- **Exercise brief**
Convert the lines below into a JSON list of strings with one string per line, omitting blank lines and leaving the pictures out.
======== Exercise material
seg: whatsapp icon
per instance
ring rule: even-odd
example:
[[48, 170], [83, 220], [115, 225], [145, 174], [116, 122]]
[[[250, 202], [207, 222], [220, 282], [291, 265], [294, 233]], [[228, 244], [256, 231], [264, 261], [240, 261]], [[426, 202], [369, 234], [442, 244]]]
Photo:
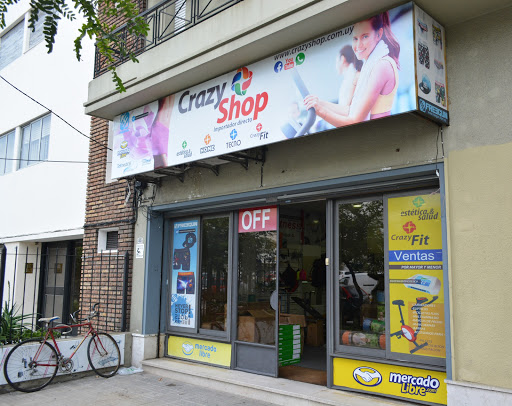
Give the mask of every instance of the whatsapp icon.
[[306, 60], [306, 55], [304, 55], [303, 52], [301, 52], [300, 54], [298, 54], [295, 57], [295, 62], [297, 63], [297, 65], [302, 65], [305, 60]]

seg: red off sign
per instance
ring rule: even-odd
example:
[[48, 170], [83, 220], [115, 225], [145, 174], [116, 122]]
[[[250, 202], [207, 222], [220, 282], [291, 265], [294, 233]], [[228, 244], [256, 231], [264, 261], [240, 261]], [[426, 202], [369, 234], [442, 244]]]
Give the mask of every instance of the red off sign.
[[239, 233], [274, 230], [277, 230], [277, 206], [258, 207], [238, 212]]

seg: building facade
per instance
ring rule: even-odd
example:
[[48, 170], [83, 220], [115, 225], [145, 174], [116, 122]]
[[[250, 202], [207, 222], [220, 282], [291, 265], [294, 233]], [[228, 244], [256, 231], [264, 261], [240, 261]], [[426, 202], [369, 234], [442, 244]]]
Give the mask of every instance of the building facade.
[[32, 31], [29, 11], [28, 2], [9, 6], [0, 32], [0, 286], [19, 315], [66, 320], [80, 295], [93, 47], [85, 41], [78, 62], [79, 21], [63, 21], [47, 54], [44, 17]]
[[510, 401], [510, 2], [208, 4], [148, 9], [127, 92], [97, 59], [85, 104], [133, 360]]

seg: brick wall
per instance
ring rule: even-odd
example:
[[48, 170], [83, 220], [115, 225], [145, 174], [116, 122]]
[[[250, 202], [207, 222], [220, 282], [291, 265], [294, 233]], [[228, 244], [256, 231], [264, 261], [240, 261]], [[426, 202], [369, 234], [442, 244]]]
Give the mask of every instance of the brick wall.
[[[145, 0], [137, 1], [145, 9]], [[101, 13], [101, 11], [100, 11]], [[120, 17], [105, 19], [120, 26]], [[108, 73], [109, 74], [109, 73]], [[125, 258], [127, 255], [128, 292], [126, 329], [129, 329], [131, 304], [131, 274], [134, 247], [134, 193], [133, 180], [106, 183], [108, 121], [93, 117], [89, 142], [89, 167], [84, 225], [84, 251], [80, 289], [82, 317], [94, 303], [100, 302], [100, 330], [120, 331], [124, 287]], [[128, 186], [131, 196], [126, 201]], [[98, 252], [98, 231], [105, 228], [118, 230], [118, 253]]]

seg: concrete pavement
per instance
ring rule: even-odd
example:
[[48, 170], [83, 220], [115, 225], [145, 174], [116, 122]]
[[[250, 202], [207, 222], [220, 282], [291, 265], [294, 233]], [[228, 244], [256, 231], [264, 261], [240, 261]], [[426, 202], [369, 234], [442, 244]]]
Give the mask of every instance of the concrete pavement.
[[270, 406], [242, 396], [231, 395], [160, 377], [147, 372], [116, 375], [109, 379], [96, 375], [51, 383], [34, 393], [0, 394], [2, 406]]

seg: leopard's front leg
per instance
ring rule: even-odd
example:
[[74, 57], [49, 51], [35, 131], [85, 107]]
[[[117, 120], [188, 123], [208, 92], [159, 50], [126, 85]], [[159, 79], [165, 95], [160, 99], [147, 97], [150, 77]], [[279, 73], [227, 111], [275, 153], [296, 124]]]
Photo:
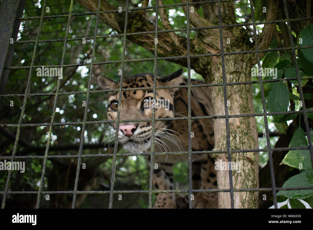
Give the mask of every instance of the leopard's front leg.
[[[153, 183], [155, 190], [172, 190], [174, 188], [173, 164], [158, 163], [158, 168], [153, 170]], [[153, 208], [176, 208], [174, 193], [156, 193]]]

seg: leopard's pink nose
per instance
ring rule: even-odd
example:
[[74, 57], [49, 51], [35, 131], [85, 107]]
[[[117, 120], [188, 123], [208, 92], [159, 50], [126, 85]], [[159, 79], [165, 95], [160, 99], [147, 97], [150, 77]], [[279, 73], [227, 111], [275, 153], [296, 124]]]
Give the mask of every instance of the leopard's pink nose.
================
- **Written response**
[
  "seg: whatsapp icon",
  "per instance",
  "ring rule: even-odd",
  "example:",
  "[[48, 170], [83, 220], [115, 225], [145, 174], [116, 122]]",
  "[[[250, 202], [207, 222], [220, 282], [291, 265], [294, 233]], [[228, 244], [256, 231], [264, 261], [240, 261]], [[426, 202], [369, 234], [442, 244]]]",
  "Photo:",
  "Give the mask of every instance of the whatsapp icon.",
  "[[306, 60], [306, 55], [304, 55], [303, 52], [301, 52], [300, 54], [298, 54], [295, 57], [295, 62], [297, 63], [297, 65], [302, 65], [305, 60]]",
  "seg: red off sign",
  "per instance",
  "ring rule: even-odd",
  "example:",
  "[[48, 170], [83, 220], [115, 225], [145, 174], [116, 122]]",
  "[[[250, 202], [207, 222], [220, 282], [291, 265], [294, 233]], [[228, 244], [256, 231], [264, 261], [240, 261]], [[426, 202], [369, 234], [442, 244]]]",
  "Give the mask of every instance of the red off sign.",
  "[[239, 233], [274, 230], [277, 230], [277, 206], [258, 207], [238, 212]]",
  "seg: building facade",
  "per instance",
  "ring rule: even-odd",
  "example:",
  "[[48, 170], [83, 220], [115, 225], [145, 174], [116, 122]]",
  "[[[250, 202], [207, 222], [220, 282], [291, 265], [294, 233]], [[228, 244], [256, 231], [264, 261], [240, 261]], [[426, 202], [369, 234], [442, 244]]]",
  "Give the mask of every instance of the building facade.",
  "[[32, 31], [29, 11], [28, 2], [9, 6], [0, 32], [0, 286], [19, 315], [66, 320], [80, 295], [93, 47], [85, 41], [78, 62], [79, 21], [63, 21], [47, 54], [44, 17]]",
  "[[510, 401], [510, 2], [208, 4], [148, 9], [127, 92], [97, 59], [85, 104], [133, 360]]",
  "seg: brick wall",
  "per instance",
  "ring rule: even-odd",
  "example:",
  "[[48, 170], [83, 220], [115, 225], [145, 174], [116, 122]]",
  "[[[250, 202], [207, 222], [220, 282], [291, 265], [294, 233]], [[228, 244], [256, 231], [264, 261], [240, 261]], [[426, 202], [369, 234], [442, 244]]]",
  "Give the mask of every instance of the brick wall.",
  "[[[145, 0], [137, 1], [145, 9]], [[101, 13], [101, 11], [100, 11]], [[120, 17], [105, 19], [120, 26]], [[108, 73], [109, 74], [109, 73]], [[125, 258], [127, 255], [128, 292], [126, 329], [129, 329], [131, 304], [131, 274], [134, 247], [134, 193], [133, 180], [106, 183], [108, 121], [93, 117], [89, 142], [89, 167], [84, 225], [84, 251], [80, 289], [82, 317], [94, 303], [100, 302], [100, 330], [120, 331], [124, 287]], [[128, 186], [131, 196], [126, 201]], [[98, 252], [98, 231], [105, 228], [118, 230], [118, 253]]]",
  "seg: concrete pavement",
  "per instance",
  "ring rule: even-odd",
  "example:",
  "[[48, 170], [83, 220], [115, 225], [145, 174], [116, 122]]",
  "[[[250, 202], [207, 222], [220, 282], [291, 265], [294, 233]], [[228, 244], [256, 231], [264, 261], [240, 261]], [[426, 202], [369, 234], [442, 244]]]",
  "Give the mask of every instance of the concrete pavement.",
  "[[270, 406], [242, 396], [231, 395], [160, 377], [147, 372], [116, 375], [109, 379], [96, 375], [51, 383], [34, 393], [0, 394], [2, 406]]",
  "seg: leopard's front leg",
  "per instance",
  "ring rule: even-odd",
  "example:",
  "[[74, 57], [49, 51], [35, 131], [85, 107]]",
  "[[[117, 120], [188, 123], [208, 92], [159, 50], [126, 85]], [[159, 79], [165, 95], [160, 99], [147, 97], [150, 77]], [[279, 73], [227, 111], [275, 153], [296, 124]]]",
  "Photo:",
  "Give the mask of every instance of the leopard's front leg.",
  "[[[153, 183], [155, 190], [172, 190], [174, 188], [173, 164], [158, 163], [158, 168], [153, 170]], [[153, 208], [176, 208], [174, 193], [156, 193]]]",
  "seg: leopard's pink nose",
  "per instance",
  "ring rule: even-odd",
  "example:",
  "[[74, 57], [49, 51], [35, 131], [85, 107]]",
  "[[[117, 120], [188, 123], [208, 92], [159, 50], [126, 85]], [[159, 79], [165, 95], [160, 99], [147, 97], [150, 77]], [[279, 73], [227, 111], [275, 153], [296, 124]]]",
  "Give the mask of every instance of the leopard's pink nose."
]